下のリストから、文字列「eyeglasses」を含む行をすべて集めてください。

• • • • •

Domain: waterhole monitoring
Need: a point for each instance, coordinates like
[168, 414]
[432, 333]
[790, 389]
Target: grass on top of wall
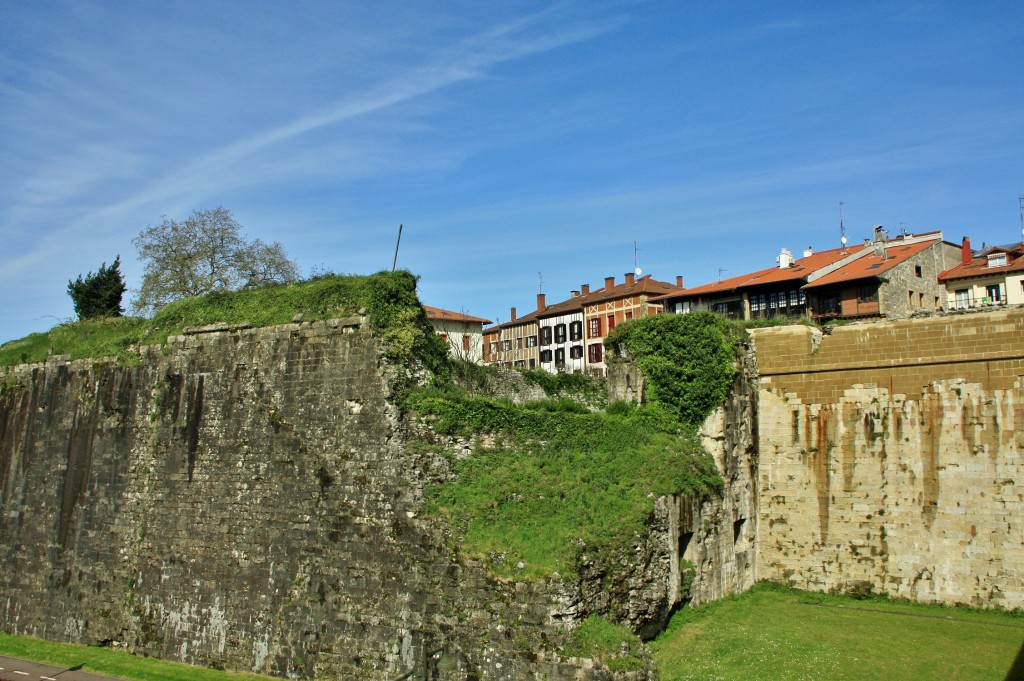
[389, 298]
[113, 663]
[549, 480]
[778, 634]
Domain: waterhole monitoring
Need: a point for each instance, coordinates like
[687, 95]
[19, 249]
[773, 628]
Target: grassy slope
[113, 663]
[385, 296]
[777, 634]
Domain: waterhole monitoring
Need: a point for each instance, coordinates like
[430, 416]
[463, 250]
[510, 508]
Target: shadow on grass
[1016, 672]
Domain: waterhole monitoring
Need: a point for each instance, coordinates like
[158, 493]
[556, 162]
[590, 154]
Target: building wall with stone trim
[891, 456]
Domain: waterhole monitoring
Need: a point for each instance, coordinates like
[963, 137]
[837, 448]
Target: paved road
[12, 669]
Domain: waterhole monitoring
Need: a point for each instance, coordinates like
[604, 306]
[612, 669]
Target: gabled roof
[644, 285]
[438, 314]
[979, 263]
[518, 322]
[872, 264]
[795, 274]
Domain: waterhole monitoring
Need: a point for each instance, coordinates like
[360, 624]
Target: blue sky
[518, 142]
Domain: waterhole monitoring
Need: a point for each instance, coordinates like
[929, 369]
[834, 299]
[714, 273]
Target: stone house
[463, 333]
[880, 278]
[514, 343]
[992, 277]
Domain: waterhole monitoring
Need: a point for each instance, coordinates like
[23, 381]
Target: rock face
[698, 550]
[247, 499]
[891, 457]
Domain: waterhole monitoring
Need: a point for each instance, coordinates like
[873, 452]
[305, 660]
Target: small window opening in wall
[684, 543]
[737, 529]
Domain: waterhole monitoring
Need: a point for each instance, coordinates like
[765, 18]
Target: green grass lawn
[774, 633]
[113, 663]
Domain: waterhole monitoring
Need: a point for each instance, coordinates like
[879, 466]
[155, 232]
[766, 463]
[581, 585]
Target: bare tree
[203, 254]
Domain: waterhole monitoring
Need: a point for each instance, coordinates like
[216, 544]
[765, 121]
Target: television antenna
[842, 229]
[1021, 200]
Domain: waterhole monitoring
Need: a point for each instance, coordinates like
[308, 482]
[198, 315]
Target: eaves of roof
[979, 265]
[873, 265]
[439, 314]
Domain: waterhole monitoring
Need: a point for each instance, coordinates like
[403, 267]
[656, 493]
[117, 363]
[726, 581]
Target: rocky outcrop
[248, 499]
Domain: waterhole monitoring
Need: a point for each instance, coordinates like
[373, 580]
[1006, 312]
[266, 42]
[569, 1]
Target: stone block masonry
[891, 458]
[246, 499]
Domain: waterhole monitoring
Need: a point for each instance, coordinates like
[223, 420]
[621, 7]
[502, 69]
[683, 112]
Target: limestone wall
[246, 499]
[891, 457]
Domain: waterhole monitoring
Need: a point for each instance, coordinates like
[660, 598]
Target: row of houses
[881, 278]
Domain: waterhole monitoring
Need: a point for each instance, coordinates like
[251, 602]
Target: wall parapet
[889, 455]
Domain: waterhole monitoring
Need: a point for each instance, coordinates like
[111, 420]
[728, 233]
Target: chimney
[784, 259]
[967, 255]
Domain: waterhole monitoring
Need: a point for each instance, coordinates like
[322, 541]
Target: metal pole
[396, 245]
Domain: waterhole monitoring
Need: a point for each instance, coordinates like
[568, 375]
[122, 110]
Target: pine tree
[99, 294]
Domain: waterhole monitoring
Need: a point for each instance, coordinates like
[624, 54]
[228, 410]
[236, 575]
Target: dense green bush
[551, 481]
[688, 359]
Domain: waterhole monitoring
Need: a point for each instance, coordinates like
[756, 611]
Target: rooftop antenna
[842, 229]
[1021, 200]
[396, 245]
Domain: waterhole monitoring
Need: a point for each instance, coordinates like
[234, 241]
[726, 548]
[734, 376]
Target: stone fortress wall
[246, 499]
[892, 458]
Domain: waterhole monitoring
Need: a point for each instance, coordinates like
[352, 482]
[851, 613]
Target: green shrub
[613, 644]
[688, 359]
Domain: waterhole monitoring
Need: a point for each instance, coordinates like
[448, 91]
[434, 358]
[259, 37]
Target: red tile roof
[979, 264]
[872, 265]
[438, 314]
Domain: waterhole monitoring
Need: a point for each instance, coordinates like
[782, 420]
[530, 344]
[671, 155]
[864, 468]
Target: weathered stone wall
[246, 499]
[891, 456]
[704, 549]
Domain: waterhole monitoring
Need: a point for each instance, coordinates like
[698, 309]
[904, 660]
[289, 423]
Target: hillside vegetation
[389, 298]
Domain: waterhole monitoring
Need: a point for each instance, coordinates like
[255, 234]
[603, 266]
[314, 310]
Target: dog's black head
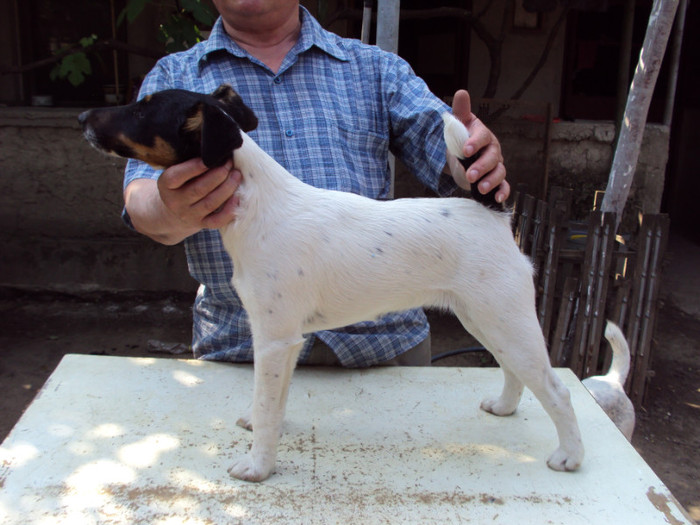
[172, 126]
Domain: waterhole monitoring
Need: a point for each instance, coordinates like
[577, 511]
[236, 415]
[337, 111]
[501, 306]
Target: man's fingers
[462, 106]
[178, 175]
[217, 196]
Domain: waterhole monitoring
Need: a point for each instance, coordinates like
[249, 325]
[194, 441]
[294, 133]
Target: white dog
[608, 390]
[308, 259]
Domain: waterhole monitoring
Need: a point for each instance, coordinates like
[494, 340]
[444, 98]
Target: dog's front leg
[274, 364]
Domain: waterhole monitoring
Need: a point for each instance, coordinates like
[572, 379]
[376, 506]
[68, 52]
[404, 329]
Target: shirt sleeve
[416, 125]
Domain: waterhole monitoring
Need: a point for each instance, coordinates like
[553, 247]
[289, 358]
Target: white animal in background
[609, 390]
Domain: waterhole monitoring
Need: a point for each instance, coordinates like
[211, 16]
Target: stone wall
[60, 207]
[60, 201]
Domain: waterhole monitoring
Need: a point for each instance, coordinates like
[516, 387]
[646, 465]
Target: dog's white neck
[266, 190]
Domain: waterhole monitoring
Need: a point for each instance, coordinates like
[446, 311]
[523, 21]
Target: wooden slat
[596, 263]
[559, 347]
[652, 246]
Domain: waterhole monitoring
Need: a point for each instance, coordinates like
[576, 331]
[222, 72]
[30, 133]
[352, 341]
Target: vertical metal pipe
[388, 25]
[675, 62]
[366, 21]
[623, 72]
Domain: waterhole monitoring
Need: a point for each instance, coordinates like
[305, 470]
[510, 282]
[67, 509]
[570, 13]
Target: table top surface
[126, 440]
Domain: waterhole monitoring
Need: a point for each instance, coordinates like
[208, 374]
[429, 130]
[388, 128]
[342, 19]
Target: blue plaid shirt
[330, 116]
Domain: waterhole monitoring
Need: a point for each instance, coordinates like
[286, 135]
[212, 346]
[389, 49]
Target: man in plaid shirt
[329, 110]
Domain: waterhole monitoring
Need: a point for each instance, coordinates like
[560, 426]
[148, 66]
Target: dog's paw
[565, 461]
[247, 469]
[245, 422]
[498, 407]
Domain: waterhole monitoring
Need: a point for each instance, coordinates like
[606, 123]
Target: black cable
[459, 351]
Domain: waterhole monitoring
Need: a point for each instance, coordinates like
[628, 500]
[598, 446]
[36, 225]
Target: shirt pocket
[350, 160]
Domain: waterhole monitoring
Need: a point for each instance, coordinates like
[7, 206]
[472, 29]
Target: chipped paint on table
[148, 441]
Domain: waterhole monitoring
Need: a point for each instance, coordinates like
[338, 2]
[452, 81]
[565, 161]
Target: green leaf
[132, 9]
[200, 11]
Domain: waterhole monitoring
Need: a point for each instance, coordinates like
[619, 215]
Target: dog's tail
[620, 365]
[456, 135]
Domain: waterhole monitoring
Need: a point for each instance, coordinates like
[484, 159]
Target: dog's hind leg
[519, 347]
[508, 401]
[274, 364]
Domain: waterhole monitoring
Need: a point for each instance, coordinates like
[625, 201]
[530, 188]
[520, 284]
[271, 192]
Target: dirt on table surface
[37, 329]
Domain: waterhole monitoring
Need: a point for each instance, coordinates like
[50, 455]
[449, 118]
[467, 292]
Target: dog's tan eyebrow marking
[194, 123]
[161, 154]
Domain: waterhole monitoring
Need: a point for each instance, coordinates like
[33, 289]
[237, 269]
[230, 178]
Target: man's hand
[200, 197]
[488, 169]
[185, 199]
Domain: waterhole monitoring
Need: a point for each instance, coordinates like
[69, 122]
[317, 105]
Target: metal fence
[586, 275]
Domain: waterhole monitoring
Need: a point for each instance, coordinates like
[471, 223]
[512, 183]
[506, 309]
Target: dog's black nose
[83, 117]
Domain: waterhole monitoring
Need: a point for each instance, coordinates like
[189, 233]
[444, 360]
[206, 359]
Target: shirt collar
[312, 34]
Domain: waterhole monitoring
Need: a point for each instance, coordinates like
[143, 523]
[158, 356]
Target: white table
[123, 440]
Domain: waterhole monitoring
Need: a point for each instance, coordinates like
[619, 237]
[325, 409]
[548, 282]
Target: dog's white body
[308, 259]
[608, 390]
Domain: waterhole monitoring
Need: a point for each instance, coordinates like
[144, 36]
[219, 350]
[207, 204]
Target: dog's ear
[234, 106]
[220, 135]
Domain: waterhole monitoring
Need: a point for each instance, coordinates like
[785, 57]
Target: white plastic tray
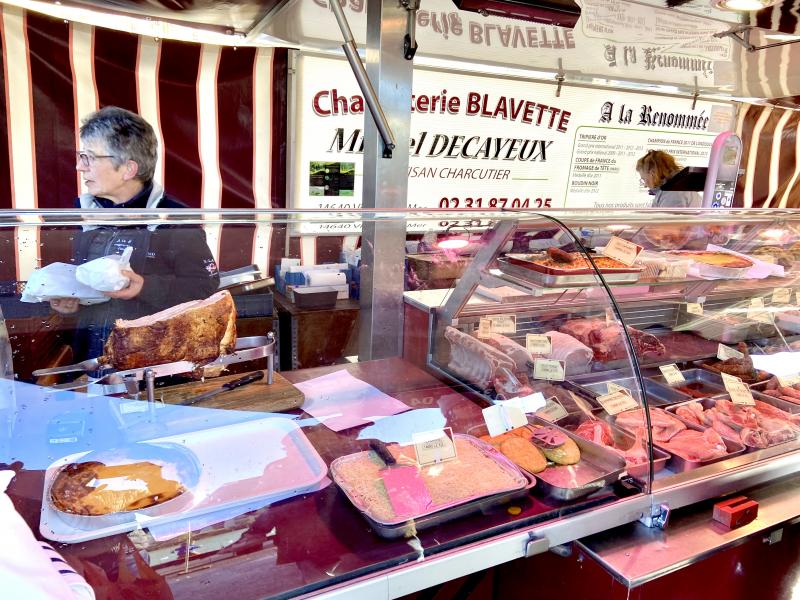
[788, 322]
[243, 463]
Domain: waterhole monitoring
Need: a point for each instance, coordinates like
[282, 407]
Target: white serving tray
[255, 461]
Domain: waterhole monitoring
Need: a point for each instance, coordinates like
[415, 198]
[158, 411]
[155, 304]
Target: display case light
[744, 5]
[773, 234]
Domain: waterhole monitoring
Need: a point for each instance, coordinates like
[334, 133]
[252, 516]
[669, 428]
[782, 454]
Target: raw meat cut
[693, 413]
[576, 356]
[511, 349]
[596, 431]
[697, 446]
[760, 426]
[197, 331]
[473, 360]
[600, 432]
[608, 343]
[664, 425]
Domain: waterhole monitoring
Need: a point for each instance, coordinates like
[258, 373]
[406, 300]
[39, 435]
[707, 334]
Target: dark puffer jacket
[174, 260]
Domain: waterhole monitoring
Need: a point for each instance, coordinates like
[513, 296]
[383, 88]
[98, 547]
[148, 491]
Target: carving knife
[226, 387]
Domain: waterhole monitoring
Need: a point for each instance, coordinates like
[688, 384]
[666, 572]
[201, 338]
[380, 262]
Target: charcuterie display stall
[561, 376]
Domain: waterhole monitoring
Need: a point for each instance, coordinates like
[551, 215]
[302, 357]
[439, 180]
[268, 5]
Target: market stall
[478, 351]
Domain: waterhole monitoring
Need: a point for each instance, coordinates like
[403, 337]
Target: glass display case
[528, 380]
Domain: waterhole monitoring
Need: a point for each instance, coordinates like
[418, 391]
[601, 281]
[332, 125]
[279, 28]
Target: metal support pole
[385, 185]
[363, 80]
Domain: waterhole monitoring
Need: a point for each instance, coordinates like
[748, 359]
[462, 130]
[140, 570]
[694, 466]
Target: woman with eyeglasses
[170, 263]
[655, 168]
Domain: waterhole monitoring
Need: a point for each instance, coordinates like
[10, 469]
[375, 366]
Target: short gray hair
[127, 137]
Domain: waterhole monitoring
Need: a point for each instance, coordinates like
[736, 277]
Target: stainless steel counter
[635, 554]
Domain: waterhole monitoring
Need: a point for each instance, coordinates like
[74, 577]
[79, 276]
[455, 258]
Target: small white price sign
[552, 411]
[618, 402]
[789, 380]
[672, 374]
[538, 344]
[622, 250]
[694, 308]
[500, 419]
[615, 387]
[781, 296]
[757, 312]
[740, 393]
[503, 323]
[434, 446]
[725, 352]
[551, 370]
[484, 327]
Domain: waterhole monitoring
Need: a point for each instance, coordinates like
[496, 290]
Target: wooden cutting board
[256, 396]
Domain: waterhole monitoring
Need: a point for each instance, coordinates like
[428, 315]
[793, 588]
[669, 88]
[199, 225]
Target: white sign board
[486, 142]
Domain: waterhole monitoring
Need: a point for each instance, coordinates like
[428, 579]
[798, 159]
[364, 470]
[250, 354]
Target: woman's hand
[65, 306]
[132, 290]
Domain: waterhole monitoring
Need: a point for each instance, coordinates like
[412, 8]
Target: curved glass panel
[718, 290]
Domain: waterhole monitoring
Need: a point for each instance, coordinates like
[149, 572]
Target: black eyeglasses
[87, 159]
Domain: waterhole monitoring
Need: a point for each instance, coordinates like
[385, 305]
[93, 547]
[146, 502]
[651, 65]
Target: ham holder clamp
[246, 349]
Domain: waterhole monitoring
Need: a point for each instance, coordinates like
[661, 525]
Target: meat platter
[245, 349]
[526, 267]
[662, 422]
[389, 527]
[699, 383]
[621, 440]
[243, 466]
[658, 394]
[597, 468]
[767, 424]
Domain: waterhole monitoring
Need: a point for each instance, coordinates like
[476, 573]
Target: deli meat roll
[577, 356]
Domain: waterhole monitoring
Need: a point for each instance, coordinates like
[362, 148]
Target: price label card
[789, 380]
[618, 402]
[757, 312]
[694, 308]
[538, 344]
[527, 404]
[615, 387]
[672, 374]
[725, 352]
[434, 446]
[500, 419]
[622, 250]
[552, 370]
[740, 393]
[553, 410]
[503, 323]
[484, 327]
[781, 296]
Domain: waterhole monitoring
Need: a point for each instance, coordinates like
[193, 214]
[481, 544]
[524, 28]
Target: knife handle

• • • • •

■ 演習の結果
Target: woman with eyeglasses
Target: black eyeglasses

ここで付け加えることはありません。